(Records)
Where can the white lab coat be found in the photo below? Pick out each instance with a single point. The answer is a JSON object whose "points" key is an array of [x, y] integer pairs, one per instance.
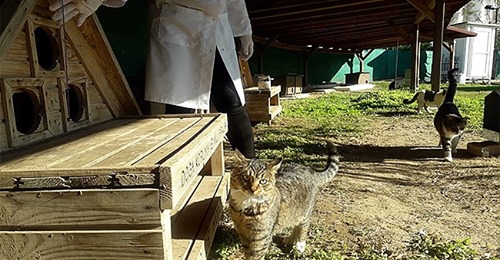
{"points": [[183, 39]]}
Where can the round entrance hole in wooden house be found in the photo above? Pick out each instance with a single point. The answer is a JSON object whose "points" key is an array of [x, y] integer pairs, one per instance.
{"points": [[47, 49], [27, 110], [75, 103]]}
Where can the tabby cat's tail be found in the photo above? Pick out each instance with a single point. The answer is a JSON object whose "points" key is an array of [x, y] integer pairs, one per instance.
{"points": [[452, 85], [331, 169], [406, 101]]}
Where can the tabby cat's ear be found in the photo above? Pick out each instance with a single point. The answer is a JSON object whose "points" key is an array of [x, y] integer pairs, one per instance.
{"points": [[274, 165], [240, 157]]}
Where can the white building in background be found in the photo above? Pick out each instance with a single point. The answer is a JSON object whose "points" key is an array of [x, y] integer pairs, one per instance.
{"points": [[474, 56]]}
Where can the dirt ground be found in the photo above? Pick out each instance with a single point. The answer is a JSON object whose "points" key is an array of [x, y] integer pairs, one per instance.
{"points": [[393, 183]]}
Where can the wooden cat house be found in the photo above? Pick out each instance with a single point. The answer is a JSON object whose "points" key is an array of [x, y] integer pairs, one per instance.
{"points": [[82, 173]]}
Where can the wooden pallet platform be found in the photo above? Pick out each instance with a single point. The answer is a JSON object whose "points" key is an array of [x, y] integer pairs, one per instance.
{"points": [[263, 105], [123, 189]]}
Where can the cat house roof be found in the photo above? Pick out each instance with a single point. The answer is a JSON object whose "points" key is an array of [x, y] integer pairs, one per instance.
{"points": [[20, 21]]}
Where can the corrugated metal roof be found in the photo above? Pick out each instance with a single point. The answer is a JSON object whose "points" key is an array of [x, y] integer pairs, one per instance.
{"points": [[347, 25]]}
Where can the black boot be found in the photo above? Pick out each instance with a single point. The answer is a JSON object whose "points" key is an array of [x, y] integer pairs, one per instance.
{"points": [[240, 133]]}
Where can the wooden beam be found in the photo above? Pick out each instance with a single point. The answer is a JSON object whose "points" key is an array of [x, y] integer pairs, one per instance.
{"points": [[102, 66], [451, 49], [80, 209], [423, 8], [401, 32], [431, 4], [15, 25], [438, 42], [266, 46]]}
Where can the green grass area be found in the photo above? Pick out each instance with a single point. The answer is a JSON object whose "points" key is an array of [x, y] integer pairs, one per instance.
{"points": [[297, 133], [297, 137]]}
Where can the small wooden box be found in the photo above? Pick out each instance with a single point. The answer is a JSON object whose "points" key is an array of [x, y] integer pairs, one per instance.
{"points": [[291, 84], [131, 188], [263, 105], [357, 78]]}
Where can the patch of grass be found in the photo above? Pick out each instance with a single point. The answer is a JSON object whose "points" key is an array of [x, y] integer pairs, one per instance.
{"points": [[225, 243], [432, 246]]}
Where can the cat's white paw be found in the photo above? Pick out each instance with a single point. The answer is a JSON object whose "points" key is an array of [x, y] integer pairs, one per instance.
{"points": [[300, 246], [447, 156], [288, 240]]}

What you will do
Print every one of the entries above word for word, leaving out the pictures.

Exercise result
Where can the white lab coat be found in the photo below? Pick out each instance with a single point. The answer is a JSON object whose "points" key is an array of [x, y] integer pairs, one per instance.
{"points": [[183, 39]]}
Where can the round entrance hole in wooden house be found in the photo above? Pick out each instance with a single point. The answer is a JSON object whose "points" key is an array of [x, y] integer pairs, one per instance.
{"points": [[47, 49], [27, 110], [75, 103]]}
Where can the tabby cat's tail be found in the photo above? Pick out each instance with a single point. The answer is a JSON object whose "points" key is an array of [x, y] integer pairs, one per instance.
{"points": [[452, 85], [331, 169], [406, 101]]}
Where can the tabby cat's ear be found in the photo above? Pick out each instance with a single point. The answer is a JSON object whose "points" key is an array of [x, y] integer pairs, one per instance.
{"points": [[274, 165], [240, 157]]}
Where can the white building in background be found in the photo above? Pick out each instance with a single point. The answer is a JSON object whose "points" key is an array of [x, y] integer pairs, one per instance.
{"points": [[474, 56]]}
Where can the dirt ground be found in the photo above? Pick out each instance with a single point. The answer is a JSON object whose "points" key is an array of [x, y] integer pairs, one per instance.
{"points": [[393, 183]]}
Where can the wooden cat house be found in the photo above? Pick out each instance with a single point. The answer is a JSON object whose "points" key is an array of [x, y] integer pairs, one per instance.
{"points": [[82, 173]]}
Where can the wooden pallet platform be found in the photo above? Pick out each instance with a single point. The answer is a JSON object whose "points" key is an array of [x, y] integer pairs, one per instance.
{"points": [[263, 105], [123, 189]]}
Where can the cat house roof be found in the photo above? Pick out each instance with a single point. The answer is a JSON object whose "points" key is an array of [x, y] integer pairs, one per instance.
{"points": [[20, 21]]}
Where can the corrugated metal roof be found in the photo above? Pick out each instance with a single point. The answer is a JSON object whose "points" key is an array of [x, y] integer pairs, one per instance.
{"points": [[347, 25]]}
Where can the black boot be found in the photo above? Pick out each instance with a single point. The answer is a JSON object whose "points" key is an array of [x, y] integer pairs, one per instance.
{"points": [[240, 133]]}
Where can the wooden beam be found in the photo above? Pick out each instance with a single point. The answer is a JSON object whose "points" key is an array of [x, y] integer pairs, one per instance.
{"points": [[102, 66], [451, 49], [80, 209], [423, 8], [401, 32], [431, 4], [15, 25], [438, 42], [266, 46]]}
Where can the green grass area be found in the photo above? Pick out each instance with a single point. The answer is a JSON object whose "points" key is an array of [x, y] integer pairs, one per instance.
{"points": [[297, 133], [297, 137]]}
Where can the small wooden box be found in the photo above? Pick out each instance with a single point. The answer is a JSON object whose "points" key is an array of [x, y] integer pairs, one per instance.
{"points": [[291, 84], [131, 188], [263, 105], [357, 78]]}
Where can the patch of grass be found in the photo above? Pick out each instance with a single point. The answer is a JSON object whose "points" key is an array of [x, y] integer pairs, one per instance.
{"points": [[225, 243], [432, 246]]}
Where can the cat's white paw be found in the photo above? Pick out each instance with a single point. The answer is a JSON object whose "points" key is an array of [x, y] integer pairs, one per instance.
{"points": [[300, 246], [447, 156], [288, 240]]}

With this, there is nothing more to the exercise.